===== Kaynak metin

Ebruli çimento

Tarih

Tuğla çimentoyu ezer ama sağlamlığı yine de çimento sağlar.
Hukuk felsefesi ve sosyolojisi akademisyeni dostumun bir yazısında, Türk toplumundan söz ederken “Ebruli Çimento” kavramını kullanmış olması beni ebruli sözcüğünü düşünmeye yönlendirdi. Fonetik olarak kulağıma çok hoş gelen bu sözcüğü ilk olarak, küçük bir çocukken annemden duyduğumu anımsadım; dikiş nakış işlerini severdi ve ebruli olduğunu söylediği ibrişimleri kullanırdı, değişken renkleri olan güzel ipliklerden söz ederdi.
Etimolojik olarak Farsçada “Ebru”, “bulut” anlamındandır. Türkçede “ebruli” bulutumsu, yumuşak renk geçişli, karışık uyumluluğu ifade etmektedir, “Ebru”sanatında da bir renkten diğerine yumuşak geçiş vardır. Bu sözcük duyulduğunda zarafet, uyum, çeşitlilik duygusu uyandırmaktadır. “Ebruli” sözcüğü ile yalnızca bir renk geçişi değil, aynı zamanda metaforik olarak farklı kimliklerin, düşüncelerin, inançların, yaşam biçimlerinin birbirine karışmadan, uyum içinde var olduğu dinamik bir toplum anlaşılmaktadır. Ebruli olmak zıtlıkları denge içinde tutma olgunluğu veren bir yaşam felsefesidir. Çokluk ve kültürel çeşitlilik içinde bütünlük sağlamış, içinde neşeyi ve hüznü barındıran, karmaşık ama uyumlu, tekdüzelikten uzak, akışkan bir güzelliği ifade eder. Bu yazımda “Ebruli”yi yalnızca bir renk değil, toplumsal bir yaşam metaforu olarak, “ebruli çimento” kavramı özelinde irdelemeye çalışacağım.

==========

• [Kısa görev 1] Ebruli çimento yazısında "Tuğla çimentoyu ezer" ile başlayıp "ipliklerden söz ederdi." ile biten kısmı aynen tekrarlayın.

===== Görev verileri

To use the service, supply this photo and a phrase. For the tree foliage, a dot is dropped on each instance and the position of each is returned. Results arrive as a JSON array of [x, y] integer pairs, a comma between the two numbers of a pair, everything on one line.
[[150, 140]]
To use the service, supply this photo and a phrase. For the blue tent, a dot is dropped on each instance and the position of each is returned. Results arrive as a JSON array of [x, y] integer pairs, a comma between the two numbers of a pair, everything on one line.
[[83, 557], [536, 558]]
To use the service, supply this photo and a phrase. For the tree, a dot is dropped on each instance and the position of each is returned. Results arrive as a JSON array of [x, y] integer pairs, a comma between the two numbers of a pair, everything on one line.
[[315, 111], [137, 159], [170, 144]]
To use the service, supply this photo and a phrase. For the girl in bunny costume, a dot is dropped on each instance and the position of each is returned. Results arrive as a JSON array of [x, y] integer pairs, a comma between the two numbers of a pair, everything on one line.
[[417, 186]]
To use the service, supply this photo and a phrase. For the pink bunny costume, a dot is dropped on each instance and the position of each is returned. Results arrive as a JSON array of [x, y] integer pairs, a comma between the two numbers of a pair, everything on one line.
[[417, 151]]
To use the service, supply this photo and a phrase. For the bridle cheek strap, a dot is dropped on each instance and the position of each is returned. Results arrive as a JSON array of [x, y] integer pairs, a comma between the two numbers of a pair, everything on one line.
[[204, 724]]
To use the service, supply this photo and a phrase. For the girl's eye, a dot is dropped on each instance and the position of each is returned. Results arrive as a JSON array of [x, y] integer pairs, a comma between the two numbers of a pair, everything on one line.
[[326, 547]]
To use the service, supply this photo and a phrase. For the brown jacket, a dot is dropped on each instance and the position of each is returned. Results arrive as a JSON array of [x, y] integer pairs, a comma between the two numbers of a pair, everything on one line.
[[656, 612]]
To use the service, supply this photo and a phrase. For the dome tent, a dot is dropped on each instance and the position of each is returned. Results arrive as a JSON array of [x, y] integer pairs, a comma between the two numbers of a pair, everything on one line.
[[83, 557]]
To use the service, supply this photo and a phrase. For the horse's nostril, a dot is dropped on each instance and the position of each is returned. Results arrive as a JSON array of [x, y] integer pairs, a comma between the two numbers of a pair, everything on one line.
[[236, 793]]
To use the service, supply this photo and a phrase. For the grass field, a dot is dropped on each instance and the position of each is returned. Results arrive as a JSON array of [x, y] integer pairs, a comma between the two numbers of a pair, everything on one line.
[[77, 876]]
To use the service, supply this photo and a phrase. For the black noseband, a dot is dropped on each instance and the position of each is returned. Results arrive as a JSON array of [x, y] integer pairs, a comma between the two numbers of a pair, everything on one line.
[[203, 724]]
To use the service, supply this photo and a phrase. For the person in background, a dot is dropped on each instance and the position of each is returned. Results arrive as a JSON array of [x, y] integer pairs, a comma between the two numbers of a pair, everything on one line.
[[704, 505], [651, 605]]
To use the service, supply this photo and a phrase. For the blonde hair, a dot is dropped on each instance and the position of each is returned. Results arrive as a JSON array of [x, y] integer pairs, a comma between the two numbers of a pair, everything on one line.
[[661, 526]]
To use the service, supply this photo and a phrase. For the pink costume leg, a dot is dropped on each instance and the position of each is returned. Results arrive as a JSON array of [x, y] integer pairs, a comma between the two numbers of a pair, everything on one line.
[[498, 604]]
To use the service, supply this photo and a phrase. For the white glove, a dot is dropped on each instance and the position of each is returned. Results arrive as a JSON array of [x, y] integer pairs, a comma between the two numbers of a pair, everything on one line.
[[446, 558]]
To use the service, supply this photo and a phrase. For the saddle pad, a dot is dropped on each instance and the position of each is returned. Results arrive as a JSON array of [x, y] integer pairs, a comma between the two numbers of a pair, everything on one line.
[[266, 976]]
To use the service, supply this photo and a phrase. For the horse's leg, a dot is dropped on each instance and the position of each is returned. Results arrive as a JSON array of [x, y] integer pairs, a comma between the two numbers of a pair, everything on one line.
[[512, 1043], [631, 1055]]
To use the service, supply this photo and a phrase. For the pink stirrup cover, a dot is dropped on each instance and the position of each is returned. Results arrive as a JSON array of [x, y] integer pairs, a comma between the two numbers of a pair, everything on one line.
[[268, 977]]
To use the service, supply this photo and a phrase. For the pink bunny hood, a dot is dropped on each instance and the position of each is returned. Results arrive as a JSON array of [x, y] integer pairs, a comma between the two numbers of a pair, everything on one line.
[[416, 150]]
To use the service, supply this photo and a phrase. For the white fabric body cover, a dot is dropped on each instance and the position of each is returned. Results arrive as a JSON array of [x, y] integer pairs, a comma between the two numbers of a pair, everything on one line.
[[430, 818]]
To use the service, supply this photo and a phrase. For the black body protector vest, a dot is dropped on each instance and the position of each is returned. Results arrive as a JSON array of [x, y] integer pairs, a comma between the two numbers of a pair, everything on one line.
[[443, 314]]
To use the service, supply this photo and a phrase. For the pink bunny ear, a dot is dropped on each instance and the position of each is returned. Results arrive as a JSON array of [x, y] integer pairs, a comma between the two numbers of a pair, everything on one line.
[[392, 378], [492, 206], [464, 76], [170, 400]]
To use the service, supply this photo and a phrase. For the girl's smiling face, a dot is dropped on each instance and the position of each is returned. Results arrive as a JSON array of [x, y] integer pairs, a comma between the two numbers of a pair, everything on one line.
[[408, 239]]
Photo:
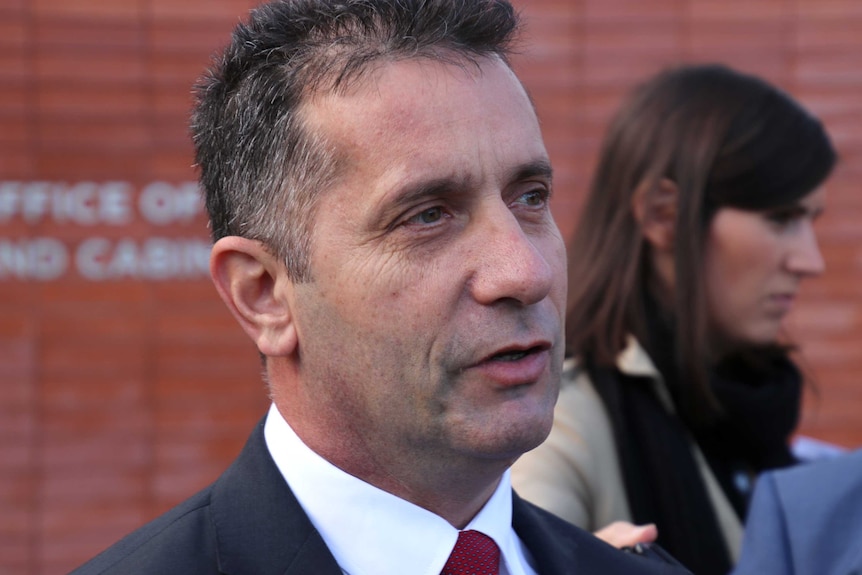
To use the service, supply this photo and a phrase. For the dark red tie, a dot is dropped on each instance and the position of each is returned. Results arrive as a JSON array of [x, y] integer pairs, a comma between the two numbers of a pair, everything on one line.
[[474, 554]]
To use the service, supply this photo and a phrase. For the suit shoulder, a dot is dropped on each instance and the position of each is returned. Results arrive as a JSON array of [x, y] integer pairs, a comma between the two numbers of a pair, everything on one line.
[[565, 548], [163, 544]]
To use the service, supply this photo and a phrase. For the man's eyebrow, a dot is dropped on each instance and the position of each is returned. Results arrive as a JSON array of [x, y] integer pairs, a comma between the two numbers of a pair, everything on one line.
[[538, 168], [452, 186]]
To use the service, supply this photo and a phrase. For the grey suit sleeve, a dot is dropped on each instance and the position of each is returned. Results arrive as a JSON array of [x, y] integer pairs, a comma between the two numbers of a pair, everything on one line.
[[766, 546]]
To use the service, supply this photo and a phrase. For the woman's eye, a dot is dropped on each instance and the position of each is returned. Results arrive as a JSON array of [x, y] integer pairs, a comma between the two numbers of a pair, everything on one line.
[[429, 216], [783, 217]]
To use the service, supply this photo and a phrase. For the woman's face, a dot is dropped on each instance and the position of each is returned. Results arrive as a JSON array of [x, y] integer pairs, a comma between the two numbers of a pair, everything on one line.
[[754, 262]]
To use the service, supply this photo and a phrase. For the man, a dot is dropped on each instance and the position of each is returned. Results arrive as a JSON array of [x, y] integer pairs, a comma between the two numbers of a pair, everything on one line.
[[806, 520], [378, 191]]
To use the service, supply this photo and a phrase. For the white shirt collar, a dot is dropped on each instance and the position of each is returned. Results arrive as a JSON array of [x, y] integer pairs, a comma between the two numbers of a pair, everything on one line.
[[363, 526]]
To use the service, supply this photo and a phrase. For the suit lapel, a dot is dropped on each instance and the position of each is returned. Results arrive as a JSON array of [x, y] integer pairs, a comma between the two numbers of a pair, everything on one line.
[[553, 552], [260, 526]]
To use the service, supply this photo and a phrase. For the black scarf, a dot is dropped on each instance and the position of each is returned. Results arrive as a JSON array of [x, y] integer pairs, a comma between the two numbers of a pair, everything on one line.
[[663, 483]]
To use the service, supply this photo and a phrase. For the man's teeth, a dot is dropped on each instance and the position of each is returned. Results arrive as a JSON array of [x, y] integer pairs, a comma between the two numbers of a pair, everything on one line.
[[510, 356]]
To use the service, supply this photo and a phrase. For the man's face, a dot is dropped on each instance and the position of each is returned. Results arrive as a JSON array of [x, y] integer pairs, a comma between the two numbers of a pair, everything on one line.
[[432, 328]]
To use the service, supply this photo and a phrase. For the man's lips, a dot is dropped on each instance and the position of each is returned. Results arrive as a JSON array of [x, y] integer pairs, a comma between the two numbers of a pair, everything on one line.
[[516, 365], [782, 302]]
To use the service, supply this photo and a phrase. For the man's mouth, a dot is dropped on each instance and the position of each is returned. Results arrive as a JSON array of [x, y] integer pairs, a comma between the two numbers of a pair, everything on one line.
[[515, 354]]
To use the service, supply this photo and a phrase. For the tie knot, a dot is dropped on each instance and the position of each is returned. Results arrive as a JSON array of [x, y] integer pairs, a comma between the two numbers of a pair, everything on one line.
[[474, 554]]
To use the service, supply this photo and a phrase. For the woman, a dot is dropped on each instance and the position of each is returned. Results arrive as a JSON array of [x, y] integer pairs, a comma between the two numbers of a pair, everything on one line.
[[689, 253]]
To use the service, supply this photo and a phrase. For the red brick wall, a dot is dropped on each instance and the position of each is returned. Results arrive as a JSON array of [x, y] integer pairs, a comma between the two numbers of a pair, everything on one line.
[[124, 383]]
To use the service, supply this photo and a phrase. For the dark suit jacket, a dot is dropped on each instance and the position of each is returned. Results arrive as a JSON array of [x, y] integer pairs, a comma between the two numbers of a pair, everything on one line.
[[806, 520], [249, 522]]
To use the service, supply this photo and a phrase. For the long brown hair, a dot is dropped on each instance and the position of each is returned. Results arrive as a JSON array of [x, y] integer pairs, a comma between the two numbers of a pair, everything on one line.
[[724, 139]]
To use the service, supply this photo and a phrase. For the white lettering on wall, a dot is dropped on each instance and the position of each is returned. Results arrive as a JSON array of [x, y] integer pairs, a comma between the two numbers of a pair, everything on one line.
[[84, 203], [99, 259], [42, 259], [92, 205]]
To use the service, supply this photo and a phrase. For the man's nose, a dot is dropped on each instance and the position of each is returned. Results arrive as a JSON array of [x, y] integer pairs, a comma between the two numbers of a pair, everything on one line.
[[805, 257], [508, 264]]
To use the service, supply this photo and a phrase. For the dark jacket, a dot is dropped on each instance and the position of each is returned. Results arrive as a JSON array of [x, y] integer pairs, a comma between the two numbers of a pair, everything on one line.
[[249, 522]]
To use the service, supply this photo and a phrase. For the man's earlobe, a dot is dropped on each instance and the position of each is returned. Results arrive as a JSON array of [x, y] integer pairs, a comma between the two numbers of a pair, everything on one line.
[[254, 286], [654, 206]]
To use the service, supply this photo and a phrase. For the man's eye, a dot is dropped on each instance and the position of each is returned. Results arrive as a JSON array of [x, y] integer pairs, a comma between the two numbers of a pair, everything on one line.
[[534, 198], [429, 216]]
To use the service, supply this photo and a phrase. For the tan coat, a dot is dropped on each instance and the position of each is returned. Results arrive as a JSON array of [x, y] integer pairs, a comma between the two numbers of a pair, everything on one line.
[[576, 473]]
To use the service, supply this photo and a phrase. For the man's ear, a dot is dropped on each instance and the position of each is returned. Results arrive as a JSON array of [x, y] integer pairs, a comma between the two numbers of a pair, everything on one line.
[[255, 287], [655, 208]]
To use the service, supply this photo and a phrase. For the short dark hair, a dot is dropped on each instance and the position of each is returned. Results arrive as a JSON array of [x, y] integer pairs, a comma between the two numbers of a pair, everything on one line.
[[260, 167], [724, 138]]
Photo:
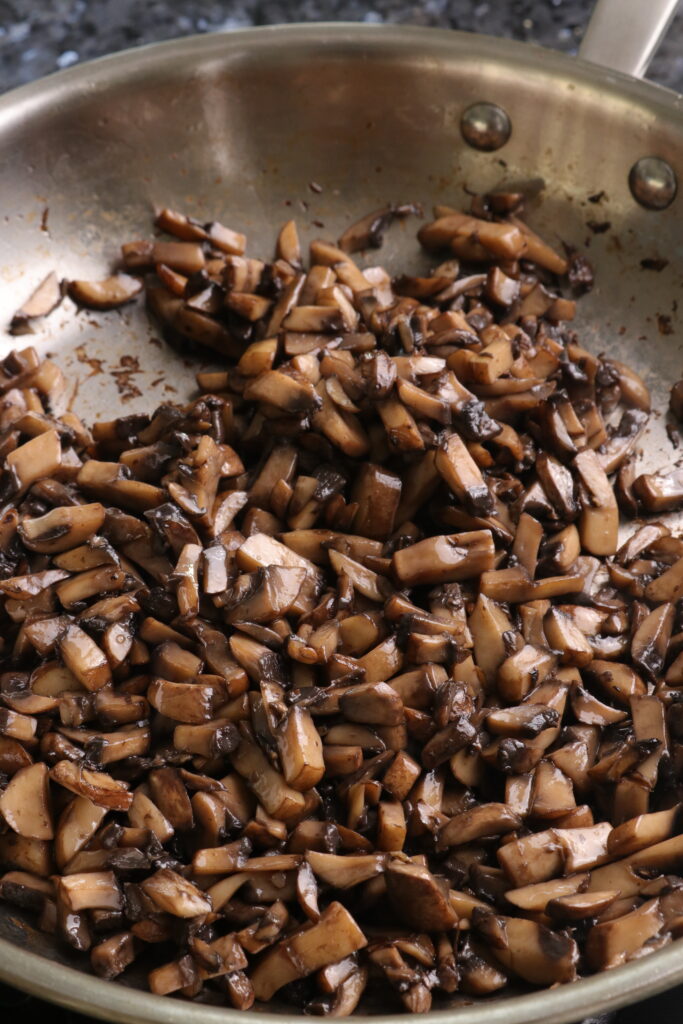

==========

• [Kısa görev 2] Lütfen kayıtlarda "For the short" ifadesini içeren satırdan başlayıp kayıtların sonuna kadar uzanan satırları değiştirmeden yeniden yazın. Resimleri cevaba almayın.

• [Son cevap 1]
Tuğla çimentoyu ezer ama sağlamlığı yine de çimento sağlar.
Hukuk felsefesi ve sosyolojisi akademisyeni dostumun bir yazısında, Türk toplumundan söz ederken “Ebruli Çimento” kavramını kullanmış olması beni ebruli sözcüğünü düşünmeye yönlendirdi. Fonetik olarak kulağıma çok hoş gelen bu sözcüğü ilk olarak, küçük bir çocukken annemden duyduğumu anımsadım; dikiş nakış işlerini severdi ve ebruli olduğunu söylediği ibrişimleri kullanırdı, değişken renkleri olan güzel ipliklerden söz ederdi.

• [Son cevap 2]
To use the service, supply this photo and a phrase. For the short dark hair, a dot is dropped on each instance and the position of each is returned. Results arrive as a JSON array of [x, y] integer pairs, a comma between the two numbers of a pair, everything on one line.
[[260, 167], [724, 138]]
Photo:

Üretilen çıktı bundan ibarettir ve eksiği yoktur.